**TASK STATEMENT**
Retype exactly the lines from the line with "the white sailboat" to the end of the data, keeping both boundary lines.

<<<<

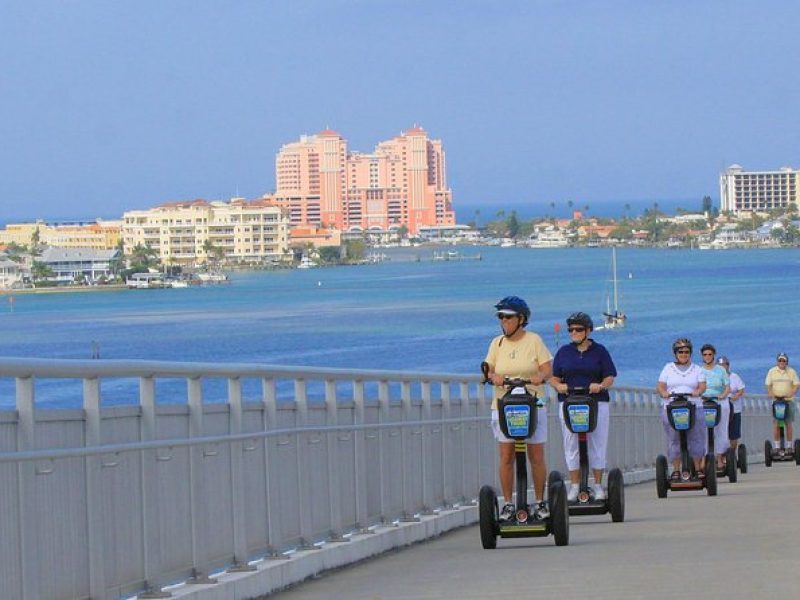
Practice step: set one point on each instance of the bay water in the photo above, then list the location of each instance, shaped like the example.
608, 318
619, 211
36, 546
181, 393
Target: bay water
411, 313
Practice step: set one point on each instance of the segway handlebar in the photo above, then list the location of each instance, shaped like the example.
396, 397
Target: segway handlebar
507, 381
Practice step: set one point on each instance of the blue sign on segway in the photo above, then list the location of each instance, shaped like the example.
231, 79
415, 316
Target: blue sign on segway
710, 416
579, 417
518, 419
681, 418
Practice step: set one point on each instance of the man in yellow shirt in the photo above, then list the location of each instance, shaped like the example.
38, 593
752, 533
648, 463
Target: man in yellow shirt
517, 353
782, 382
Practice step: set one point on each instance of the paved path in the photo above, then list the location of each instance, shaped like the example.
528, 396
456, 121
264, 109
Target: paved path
741, 544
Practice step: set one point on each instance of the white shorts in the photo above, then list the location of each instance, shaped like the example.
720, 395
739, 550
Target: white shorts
597, 441
539, 436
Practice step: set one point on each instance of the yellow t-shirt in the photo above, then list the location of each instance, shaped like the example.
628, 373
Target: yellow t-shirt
782, 382
520, 358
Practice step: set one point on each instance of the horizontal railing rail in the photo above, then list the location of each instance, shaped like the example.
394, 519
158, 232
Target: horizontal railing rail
112, 500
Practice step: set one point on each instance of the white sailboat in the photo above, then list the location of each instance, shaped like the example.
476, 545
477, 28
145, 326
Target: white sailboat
613, 317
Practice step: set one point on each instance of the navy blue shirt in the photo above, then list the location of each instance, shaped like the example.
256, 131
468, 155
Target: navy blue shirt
579, 369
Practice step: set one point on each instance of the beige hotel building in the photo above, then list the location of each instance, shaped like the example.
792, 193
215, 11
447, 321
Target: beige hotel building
757, 191
249, 232
402, 182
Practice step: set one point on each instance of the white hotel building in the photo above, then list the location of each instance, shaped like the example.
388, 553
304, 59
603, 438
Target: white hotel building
757, 191
249, 232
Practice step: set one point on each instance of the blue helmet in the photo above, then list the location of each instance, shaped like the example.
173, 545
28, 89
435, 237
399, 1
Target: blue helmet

>>>>

**WRITTEN ANSWER**
Practice step: set one point on each instance of the white sailboat in the photo above, then list the location of each instance, shaped like the example.
476, 545
477, 28
145, 326
Target: white sailboat
613, 317
Practice step: set one point on each instance of the navy blue shirt in the photo above, then list the location of each instance, shaped like the example.
256, 131
468, 155
Target: navy blue shirt
579, 369
Practice step: set one point on each instance of the beige hotel building in the photo above, then list the location of each instance, shaped like the example.
792, 193
215, 11
447, 321
Target: beige hotel building
757, 191
249, 232
402, 182
Practice step: set one point on each instance of the white hotel building in the photo above, then list the location of each instance, shaped like the example.
388, 553
304, 59
603, 438
Target: white hotel building
757, 191
249, 232
Practice step: set one point on each instance of the blue helmet in the photo above, then list the location of each instance, shaped like the example.
173, 545
28, 89
435, 237
399, 1
Target: blue helmet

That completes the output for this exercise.